── AVAILABLE DATA

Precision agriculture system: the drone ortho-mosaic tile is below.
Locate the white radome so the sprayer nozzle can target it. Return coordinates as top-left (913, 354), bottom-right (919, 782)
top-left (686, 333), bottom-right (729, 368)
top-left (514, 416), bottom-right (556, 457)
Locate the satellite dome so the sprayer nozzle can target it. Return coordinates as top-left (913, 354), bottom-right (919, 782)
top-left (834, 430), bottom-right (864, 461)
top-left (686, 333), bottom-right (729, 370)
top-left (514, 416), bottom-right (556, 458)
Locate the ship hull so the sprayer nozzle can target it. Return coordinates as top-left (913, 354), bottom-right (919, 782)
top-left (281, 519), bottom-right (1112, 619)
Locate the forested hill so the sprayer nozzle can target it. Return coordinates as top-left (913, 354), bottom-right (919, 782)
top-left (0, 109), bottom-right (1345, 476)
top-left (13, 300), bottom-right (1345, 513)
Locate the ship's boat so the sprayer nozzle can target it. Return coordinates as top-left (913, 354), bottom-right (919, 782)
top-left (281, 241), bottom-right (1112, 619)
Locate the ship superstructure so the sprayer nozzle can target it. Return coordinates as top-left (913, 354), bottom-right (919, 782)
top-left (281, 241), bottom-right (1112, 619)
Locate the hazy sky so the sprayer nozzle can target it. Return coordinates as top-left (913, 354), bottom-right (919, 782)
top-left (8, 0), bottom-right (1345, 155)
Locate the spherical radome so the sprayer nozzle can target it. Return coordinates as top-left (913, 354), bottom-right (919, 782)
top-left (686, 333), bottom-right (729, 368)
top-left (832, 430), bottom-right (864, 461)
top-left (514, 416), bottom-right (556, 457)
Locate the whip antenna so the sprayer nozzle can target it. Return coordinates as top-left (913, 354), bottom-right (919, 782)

────

(REQUEST): How many of the lines above contain the string "radome", with case counting? Reply with the number alone.

(ANSWER TO THIS EXERCISE): 2